Document extract
====================

Stating in his preface to The Art of the Novel that the world of theories is not his world, Kundera approaches the polyphonous nature of fiction as a practitioner.[1] He explains that ‘in The Unbearable Lightness of Being, Tereza is staring at herself in the mirror. She wonders what would happen if her nose were to grow a millimetre longer each day. How much time would it take for her face to become unrecognisable? And if her face no longer looked like Tereza, would Tereza still be Tereza? Where does the self begin and end: You see: Not wonder at the immeasurable infinity of the soul; rather, wonder at the uncertain nature of the self and its identity.’[2] Not using words as material, but stuff, David Clarke allows salt to grow on silver vessels, to change the silver and to ultimately transform the vessel’s identity. The object, while embodying a change of identity towards the unrecognisable, can be seen simultaneously as past, present and future.

David Clarke, silver vessel and salt

David Clarke, silver vessel and salt

David Clarke, silver vessel and salt

He says ‘The conservativeness of the discipline really pushes me to become more creative, challenging and playful. It is essential to keep this discipline alive and forward thinking. Combining other materials such as salt and lead has been important to really attack the silver physically.’[3]

Rather than relating to abstract thought both the writer and the maker express their interest in the action, in the situation itself. They assert that in creative engagement reflection changes essence, it becomes part of the realm of play and of hypothesis.

Artistic works, informed by abstract ideas, are not in themselves the illustrations of those ideas. ‘Imagination’ Kundera says, ‘which, freed from the control of reason and from concern for verisimilitude, ventures into landscapes inaccessible to rational thought. The dream is only the model for the sort of imagination that I consider the greatest discovery of modern art’.[4] Rather than creating a fusion of dream and reality, Kundera uses what he calls ‘polyphonetic confrontation’, novelistic counterpoint to unite philosophy, narrative and dream within the ordered unity of his stories.

====================

What you will do
A - Translate this sentence from the passage on Kundera and David Clarke into Spanish: "Artistic works, informed by abstract ideas, are not in themselves the illustrations of those ideas."
B - Answer these questions from the passage on Kundera and David Clarke:
(i) What does Clarke allow to grow on silver vessels?
(ii) Besides salt, what material does Clarke say he has combined with silver?
(iii) According to Kundera, what is only the model for the kind of imagination he considers the greatest discovery of modern art?
C - In the passage on Kundera and David Clarke, why does Clarke say combining materials such as salt and lead has been important?
The records are not needed for this work.

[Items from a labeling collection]
====================

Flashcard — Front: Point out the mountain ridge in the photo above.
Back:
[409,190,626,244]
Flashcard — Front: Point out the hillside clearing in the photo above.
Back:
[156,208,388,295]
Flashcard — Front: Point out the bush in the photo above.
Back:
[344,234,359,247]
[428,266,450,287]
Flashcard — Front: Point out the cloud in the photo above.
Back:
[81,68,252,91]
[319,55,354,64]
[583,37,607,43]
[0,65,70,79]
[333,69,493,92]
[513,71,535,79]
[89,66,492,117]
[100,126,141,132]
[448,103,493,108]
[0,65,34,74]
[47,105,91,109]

====================

Outputs in order
A - Las obras artísticas, informadas por ideas abstractas, no son en sí mismas las ilustraciones de esas ideas.

B -
(i) Salt.
(ii) Lead.
(iii) The dream.

C - Clarke says combining salt and lead has been important because it lets him really attack the silver physically.